How to avoid becoming a “faceless, slinking thing”

If only Robert A. Taft were still alive...

The March issue of The American Conservative notices a reissue of Russell Kirk’s The Political Principles of Robert A. Taft.  Taft, long the Republican Party’s leader in the US Senate, opposed US entry into the Second World War; that was a common position on the American Right before 7 December 1941.  Unlike many of the conservatives who had been reluctant to commit the USA to war with Germany, Taft continued to resist the creation of a militarized superstate after America’s would-be warlords shifted their attentions from the defeated Germany to the insurgent Communist powers.  

Taft never accepted the premises of the Cold War.  He led opposition to the formation of NATO, faulted President Truman for ignoring the Constitution and sending US troops into the Korean War without congressional authorization, argued against the doctrine of “collective security,” demanded reductions in military spending, and in 1950 braved widespread derision to predict that if the US continued the interventionist policies of the day, American troops might someday be sent to war in some preposterous place like Vietnam.  Not even Taft would dare to incite the laughter that would greet a warning that Americans might someday be sent to make war in Afghanistan.
---
* To do *
In the piece on Robert A. Taft, what actions does the sentence beginning "He led opposition" attribute to Taft? List every one.

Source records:
---
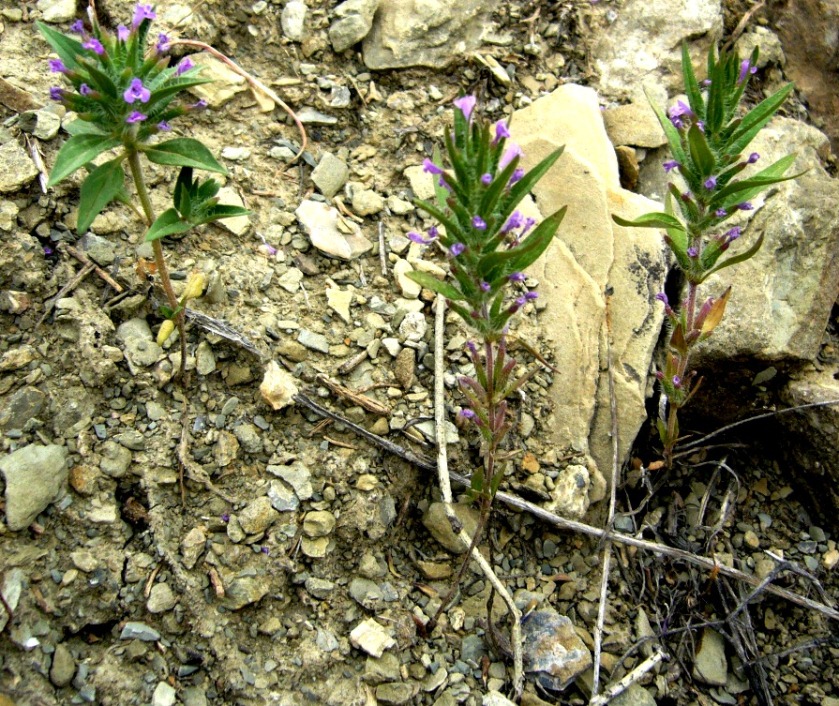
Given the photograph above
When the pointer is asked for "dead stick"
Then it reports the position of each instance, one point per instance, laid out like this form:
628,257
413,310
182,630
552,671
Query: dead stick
572,525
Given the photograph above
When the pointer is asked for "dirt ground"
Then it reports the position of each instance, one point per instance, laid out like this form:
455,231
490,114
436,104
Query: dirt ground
138,587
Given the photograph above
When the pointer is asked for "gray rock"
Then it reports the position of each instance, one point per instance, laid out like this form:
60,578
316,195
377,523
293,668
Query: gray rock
244,590
314,341
99,249
366,593
355,18
35,476
282,497
297,476
642,47
161,598
16,168
330,233
330,175
437,522
318,523
710,665
21,406
63,666
116,459
257,516
406,33
553,649
293,20
139,346
139,631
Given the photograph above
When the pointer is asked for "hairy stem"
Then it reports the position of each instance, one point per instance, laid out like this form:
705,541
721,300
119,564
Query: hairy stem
157,248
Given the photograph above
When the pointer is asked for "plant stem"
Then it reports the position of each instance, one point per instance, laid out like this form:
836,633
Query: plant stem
157,248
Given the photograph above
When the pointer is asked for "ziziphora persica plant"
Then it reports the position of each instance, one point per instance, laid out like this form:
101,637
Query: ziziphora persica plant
707,138
123,93
488,245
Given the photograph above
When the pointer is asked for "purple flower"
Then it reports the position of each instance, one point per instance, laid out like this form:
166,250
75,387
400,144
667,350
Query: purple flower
94,45
746,68
501,132
509,155
429,167
415,237
136,91
466,104
163,44
677,112
135,117
185,65
514,221
142,12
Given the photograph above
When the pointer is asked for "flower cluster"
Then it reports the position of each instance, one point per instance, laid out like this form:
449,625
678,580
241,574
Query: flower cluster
488,241
116,83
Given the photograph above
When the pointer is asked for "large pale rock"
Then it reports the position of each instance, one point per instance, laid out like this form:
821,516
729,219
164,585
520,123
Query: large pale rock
35,476
813,439
642,47
782,297
425,32
591,256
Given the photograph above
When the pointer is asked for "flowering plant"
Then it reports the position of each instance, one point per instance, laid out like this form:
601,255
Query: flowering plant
488,243
707,138
123,93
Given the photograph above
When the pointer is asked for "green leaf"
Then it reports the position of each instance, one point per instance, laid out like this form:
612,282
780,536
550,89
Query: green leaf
650,220
167,223
700,152
429,281
756,118
183,152
66,47
101,187
78,151
504,262
736,258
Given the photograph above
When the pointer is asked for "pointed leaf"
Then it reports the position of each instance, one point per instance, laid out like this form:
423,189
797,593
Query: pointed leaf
429,281
167,223
101,187
183,152
78,151
736,258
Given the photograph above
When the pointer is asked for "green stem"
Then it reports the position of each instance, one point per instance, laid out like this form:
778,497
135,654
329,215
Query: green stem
157,248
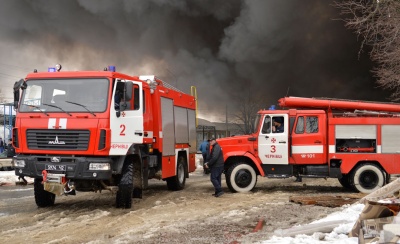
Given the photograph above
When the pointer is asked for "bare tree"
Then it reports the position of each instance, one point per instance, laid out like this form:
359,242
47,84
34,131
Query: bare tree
377,23
246,110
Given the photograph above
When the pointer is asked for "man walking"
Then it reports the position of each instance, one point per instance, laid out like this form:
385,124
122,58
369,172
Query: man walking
216,165
205,151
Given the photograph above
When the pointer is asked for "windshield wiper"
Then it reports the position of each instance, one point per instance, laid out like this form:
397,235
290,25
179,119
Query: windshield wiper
83,106
37,107
54,106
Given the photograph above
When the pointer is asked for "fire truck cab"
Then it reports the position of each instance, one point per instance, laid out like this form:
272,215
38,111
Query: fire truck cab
354,141
96,130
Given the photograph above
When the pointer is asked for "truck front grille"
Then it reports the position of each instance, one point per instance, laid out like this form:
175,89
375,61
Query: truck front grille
58,139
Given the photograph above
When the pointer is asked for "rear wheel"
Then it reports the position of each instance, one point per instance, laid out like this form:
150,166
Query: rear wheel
42,198
177,182
367,178
125,186
241,177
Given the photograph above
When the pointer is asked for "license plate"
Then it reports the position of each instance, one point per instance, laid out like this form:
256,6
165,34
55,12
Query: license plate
56,167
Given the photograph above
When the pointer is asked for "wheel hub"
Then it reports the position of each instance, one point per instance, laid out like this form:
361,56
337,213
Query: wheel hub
243,178
369,179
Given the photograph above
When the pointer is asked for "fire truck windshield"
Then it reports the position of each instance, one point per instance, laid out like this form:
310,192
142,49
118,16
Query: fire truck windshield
65,95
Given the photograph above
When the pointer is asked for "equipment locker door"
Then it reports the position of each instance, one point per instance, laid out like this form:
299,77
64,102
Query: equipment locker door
308,137
127,129
273,142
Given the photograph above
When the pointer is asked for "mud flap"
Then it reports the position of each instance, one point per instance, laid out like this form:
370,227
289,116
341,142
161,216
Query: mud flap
55,188
137,179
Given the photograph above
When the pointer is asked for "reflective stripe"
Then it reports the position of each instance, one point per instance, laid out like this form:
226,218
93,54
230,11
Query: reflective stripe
63,124
308,149
51,124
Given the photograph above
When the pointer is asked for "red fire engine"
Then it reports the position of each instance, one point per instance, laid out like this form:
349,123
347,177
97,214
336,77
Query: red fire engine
96,130
354,141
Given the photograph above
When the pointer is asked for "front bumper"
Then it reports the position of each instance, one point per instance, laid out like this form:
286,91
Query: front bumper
75,167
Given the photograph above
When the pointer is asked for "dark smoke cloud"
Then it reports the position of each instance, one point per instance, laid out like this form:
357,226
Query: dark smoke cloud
221,47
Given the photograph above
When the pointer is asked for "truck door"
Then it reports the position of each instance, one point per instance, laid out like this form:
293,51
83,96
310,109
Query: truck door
126,118
308,139
273,139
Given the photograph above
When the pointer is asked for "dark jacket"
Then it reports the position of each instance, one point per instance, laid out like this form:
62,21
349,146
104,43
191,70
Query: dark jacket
216,158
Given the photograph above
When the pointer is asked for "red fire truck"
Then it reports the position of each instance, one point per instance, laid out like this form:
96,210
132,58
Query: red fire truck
96,130
354,141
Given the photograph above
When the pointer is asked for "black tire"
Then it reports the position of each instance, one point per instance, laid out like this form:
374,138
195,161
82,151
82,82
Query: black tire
125,186
241,177
177,182
42,198
367,178
345,182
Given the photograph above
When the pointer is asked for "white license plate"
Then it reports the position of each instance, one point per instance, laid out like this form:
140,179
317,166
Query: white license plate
56,167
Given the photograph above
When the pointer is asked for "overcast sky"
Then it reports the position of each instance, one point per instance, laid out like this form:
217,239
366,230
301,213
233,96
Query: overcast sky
222,47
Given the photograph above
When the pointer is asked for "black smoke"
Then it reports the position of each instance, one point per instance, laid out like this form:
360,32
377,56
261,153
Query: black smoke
273,48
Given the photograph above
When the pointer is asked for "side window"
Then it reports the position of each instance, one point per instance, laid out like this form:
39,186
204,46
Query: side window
266,129
300,125
278,124
312,125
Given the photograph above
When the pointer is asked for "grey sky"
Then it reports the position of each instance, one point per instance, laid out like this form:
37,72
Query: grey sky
221,47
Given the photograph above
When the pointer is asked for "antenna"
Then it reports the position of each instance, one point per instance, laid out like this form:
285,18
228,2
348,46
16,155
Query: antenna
287,92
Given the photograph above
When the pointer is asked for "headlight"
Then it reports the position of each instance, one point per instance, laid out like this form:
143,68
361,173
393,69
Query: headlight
18,163
99,166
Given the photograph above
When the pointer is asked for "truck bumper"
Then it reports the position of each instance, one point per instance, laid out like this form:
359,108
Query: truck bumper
72,167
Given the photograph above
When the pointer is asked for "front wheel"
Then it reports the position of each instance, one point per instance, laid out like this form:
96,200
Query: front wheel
42,198
125,186
241,177
367,178
177,182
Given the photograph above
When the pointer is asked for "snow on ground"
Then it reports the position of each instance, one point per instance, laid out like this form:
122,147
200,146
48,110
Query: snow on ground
349,214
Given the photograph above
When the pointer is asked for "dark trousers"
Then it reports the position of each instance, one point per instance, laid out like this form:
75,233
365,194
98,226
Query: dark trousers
215,177
204,157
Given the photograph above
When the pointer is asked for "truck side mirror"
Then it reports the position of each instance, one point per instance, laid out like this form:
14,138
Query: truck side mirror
21,84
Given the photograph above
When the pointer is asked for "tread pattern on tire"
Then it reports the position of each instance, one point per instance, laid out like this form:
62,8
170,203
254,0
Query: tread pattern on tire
363,167
229,174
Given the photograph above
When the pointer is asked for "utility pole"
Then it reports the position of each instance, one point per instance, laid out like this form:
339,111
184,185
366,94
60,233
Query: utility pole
226,121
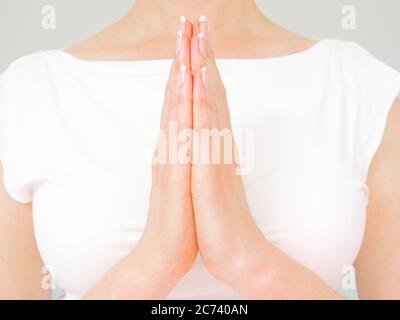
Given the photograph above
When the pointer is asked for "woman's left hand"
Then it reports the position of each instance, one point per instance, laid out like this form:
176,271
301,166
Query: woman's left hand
227,235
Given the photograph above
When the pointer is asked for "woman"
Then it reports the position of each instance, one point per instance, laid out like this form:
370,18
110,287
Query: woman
77,130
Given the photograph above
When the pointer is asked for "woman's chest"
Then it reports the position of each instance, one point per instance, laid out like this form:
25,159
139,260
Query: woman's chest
93,178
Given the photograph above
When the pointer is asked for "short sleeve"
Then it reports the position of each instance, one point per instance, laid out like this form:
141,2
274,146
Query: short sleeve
14,131
377,86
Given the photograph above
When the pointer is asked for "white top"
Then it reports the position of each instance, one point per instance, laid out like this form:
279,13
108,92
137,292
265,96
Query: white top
---
* Response box *
- Led opposition to the formation of NATO
- Faulted President Truman for ignoring the Constitution and sending US troops into the Korean War without congressional authorization
- Argued against the doctrine of "collective security"
- Demanded reductions in military spending
- In 1950 braved widespread derision to predict that, if the US continued the interventionist policies of the day, American troops might someday be sent to war in some preposterous place like Vietnam